━━ GIVEN DATA

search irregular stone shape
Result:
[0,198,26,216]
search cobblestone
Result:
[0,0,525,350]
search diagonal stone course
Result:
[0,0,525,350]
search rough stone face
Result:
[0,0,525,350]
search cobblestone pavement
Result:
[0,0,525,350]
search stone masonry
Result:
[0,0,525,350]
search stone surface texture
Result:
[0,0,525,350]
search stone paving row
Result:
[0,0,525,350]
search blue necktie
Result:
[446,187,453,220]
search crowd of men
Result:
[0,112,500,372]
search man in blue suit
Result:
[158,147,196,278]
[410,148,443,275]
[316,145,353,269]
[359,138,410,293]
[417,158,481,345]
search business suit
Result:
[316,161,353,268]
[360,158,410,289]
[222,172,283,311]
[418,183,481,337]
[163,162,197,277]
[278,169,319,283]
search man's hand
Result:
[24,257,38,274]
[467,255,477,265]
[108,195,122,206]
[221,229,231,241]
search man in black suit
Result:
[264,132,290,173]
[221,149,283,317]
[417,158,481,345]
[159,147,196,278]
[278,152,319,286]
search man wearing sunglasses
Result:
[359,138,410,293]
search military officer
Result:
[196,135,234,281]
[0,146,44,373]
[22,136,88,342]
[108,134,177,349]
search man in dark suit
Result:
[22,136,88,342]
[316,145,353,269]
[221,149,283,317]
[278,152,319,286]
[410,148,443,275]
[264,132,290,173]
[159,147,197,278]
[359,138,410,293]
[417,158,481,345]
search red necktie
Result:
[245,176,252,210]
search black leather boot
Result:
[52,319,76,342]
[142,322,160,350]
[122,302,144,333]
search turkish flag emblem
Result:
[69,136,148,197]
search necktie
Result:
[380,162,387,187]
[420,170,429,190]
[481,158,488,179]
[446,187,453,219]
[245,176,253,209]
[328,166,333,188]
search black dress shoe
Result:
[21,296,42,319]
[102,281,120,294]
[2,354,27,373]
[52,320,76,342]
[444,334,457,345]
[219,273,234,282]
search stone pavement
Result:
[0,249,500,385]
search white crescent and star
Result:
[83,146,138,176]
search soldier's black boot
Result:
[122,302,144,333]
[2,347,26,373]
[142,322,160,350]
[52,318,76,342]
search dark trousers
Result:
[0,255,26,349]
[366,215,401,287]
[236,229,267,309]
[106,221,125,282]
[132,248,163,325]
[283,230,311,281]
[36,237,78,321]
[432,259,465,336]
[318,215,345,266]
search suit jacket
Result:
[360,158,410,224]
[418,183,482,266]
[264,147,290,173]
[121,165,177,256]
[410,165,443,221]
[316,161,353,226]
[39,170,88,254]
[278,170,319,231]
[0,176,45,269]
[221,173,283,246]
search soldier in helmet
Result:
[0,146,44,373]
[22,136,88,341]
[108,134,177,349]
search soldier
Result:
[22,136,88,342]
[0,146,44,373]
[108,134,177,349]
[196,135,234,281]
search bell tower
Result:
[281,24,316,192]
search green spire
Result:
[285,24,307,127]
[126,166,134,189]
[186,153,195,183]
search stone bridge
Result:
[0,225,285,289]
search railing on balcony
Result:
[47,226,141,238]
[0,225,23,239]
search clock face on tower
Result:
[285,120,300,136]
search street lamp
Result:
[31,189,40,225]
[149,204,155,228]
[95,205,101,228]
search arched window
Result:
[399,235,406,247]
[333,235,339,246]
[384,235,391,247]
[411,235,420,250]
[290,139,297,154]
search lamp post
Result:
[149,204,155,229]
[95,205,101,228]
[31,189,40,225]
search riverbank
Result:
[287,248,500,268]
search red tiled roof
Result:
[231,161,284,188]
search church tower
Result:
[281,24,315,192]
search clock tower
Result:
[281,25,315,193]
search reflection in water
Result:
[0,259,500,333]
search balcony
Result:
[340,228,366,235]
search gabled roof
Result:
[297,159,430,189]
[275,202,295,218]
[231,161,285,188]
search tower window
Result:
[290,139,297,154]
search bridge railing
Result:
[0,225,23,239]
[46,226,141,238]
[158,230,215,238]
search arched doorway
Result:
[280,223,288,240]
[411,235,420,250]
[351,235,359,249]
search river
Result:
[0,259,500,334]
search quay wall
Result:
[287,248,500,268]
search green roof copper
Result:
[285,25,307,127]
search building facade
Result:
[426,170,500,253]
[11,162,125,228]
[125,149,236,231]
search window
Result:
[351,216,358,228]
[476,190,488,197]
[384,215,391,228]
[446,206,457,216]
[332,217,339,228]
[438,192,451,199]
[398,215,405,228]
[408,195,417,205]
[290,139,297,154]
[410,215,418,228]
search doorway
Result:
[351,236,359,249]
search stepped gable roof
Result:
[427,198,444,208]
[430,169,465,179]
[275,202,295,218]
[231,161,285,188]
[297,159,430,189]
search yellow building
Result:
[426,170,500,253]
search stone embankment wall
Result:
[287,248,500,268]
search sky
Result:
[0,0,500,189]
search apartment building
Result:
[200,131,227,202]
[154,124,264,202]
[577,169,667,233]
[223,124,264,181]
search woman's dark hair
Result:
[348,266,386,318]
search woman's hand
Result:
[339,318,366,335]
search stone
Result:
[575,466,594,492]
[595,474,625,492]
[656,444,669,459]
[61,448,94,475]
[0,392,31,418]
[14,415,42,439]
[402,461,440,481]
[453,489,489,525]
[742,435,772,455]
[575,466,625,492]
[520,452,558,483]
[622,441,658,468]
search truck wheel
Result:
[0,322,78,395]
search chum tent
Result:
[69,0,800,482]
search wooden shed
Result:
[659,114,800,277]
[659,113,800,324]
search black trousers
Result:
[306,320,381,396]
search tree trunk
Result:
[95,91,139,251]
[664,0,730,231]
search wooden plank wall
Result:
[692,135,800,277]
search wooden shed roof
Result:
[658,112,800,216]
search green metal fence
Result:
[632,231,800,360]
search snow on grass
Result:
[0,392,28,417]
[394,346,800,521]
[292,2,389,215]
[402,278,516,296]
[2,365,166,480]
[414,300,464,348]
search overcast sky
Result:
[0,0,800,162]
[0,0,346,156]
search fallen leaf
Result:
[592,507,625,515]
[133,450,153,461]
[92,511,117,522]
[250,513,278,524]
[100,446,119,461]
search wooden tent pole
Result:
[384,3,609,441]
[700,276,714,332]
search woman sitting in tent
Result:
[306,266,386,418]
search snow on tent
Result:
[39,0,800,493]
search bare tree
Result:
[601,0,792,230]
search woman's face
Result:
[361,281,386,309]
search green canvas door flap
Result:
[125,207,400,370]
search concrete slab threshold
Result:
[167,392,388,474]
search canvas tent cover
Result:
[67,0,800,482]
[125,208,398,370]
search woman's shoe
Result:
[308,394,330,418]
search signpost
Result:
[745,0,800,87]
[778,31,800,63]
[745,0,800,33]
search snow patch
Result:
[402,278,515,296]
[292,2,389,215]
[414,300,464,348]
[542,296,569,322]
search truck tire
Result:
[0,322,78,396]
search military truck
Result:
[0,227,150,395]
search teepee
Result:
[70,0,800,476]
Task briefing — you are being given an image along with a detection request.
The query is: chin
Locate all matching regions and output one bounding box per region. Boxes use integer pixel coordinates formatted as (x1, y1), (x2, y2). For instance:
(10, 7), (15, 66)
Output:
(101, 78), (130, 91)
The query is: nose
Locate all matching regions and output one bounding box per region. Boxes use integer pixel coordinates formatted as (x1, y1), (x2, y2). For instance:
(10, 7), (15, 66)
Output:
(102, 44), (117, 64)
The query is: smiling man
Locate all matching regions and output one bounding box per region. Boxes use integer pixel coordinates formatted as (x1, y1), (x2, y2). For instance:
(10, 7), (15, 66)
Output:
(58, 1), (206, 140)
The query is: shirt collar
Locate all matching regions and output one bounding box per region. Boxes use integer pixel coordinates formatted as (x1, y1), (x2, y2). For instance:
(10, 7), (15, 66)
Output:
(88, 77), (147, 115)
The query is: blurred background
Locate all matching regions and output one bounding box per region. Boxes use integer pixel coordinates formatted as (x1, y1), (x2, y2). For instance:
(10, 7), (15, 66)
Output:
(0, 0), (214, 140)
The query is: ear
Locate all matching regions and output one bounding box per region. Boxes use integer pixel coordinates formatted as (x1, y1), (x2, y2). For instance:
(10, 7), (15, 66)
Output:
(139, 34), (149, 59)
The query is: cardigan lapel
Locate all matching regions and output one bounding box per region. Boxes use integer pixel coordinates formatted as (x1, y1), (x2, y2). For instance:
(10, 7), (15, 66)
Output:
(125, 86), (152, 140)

━━━━

- **EXERCISE GOAL**
Please convert the entries from the line with "search man in blue suit" up to and including the line with "[83,146,138,176]" into a two-column CSV with the headers input and output, one row per entry. Put each entry's text and its answer in separate quoted fields, replacing line breaks with spaces.

- **RESPONSE TO THIS TASK**
input,output
"search man in blue suit Result:","[158,147,196,278] [410,148,443,275] [316,145,353,269] [359,138,410,293] [417,158,481,345]"
"search business suit Result:","[316,161,353,268] [360,158,410,289] [222,172,283,311] [418,183,481,337] [163,162,197,277] [278,169,319,283]"
"search man's hand Result:","[24,257,38,274] [467,255,477,265] [108,195,122,206] [221,229,231,241]"
"search man in black suit Result:","[264,132,290,173] [221,149,283,317] [417,158,481,345] [159,147,196,278] [278,152,319,286]"
"search man wearing sunglasses Result:","[359,138,410,293]"
"search military officer Result:","[196,135,234,281] [0,146,44,373] [22,136,88,342] [108,134,177,349]"
"search man in dark suit Result:","[22,136,88,342] [316,145,353,269] [221,149,283,317] [278,152,319,286] [410,148,443,275] [264,132,290,173] [159,147,197,278] [359,138,410,293] [417,158,481,345]"
"search red necktie Result:","[245,176,252,210]"
"search black leather boot Result:","[52,319,76,342] [142,322,160,350] [122,302,144,333]"
"search turkish flag emblem Result:","[69,136,148,197]"
"search necktie Result:","[380,162,387,187] [420,170,429,190] [481,158,488,179] [446,187,453,219] [245,176,253,209] [328,166,333,188]"
"search black dress shoe Result:","[21,296,42,319] [102,281,120,294] [2,354,27,373] [52,320,76,342] [444,334,457,345] [219,273,234,282]"
"search stone pavement Result:","[0,249,500,385]"
"search white crescent and star Result:","[83,146,138,176]"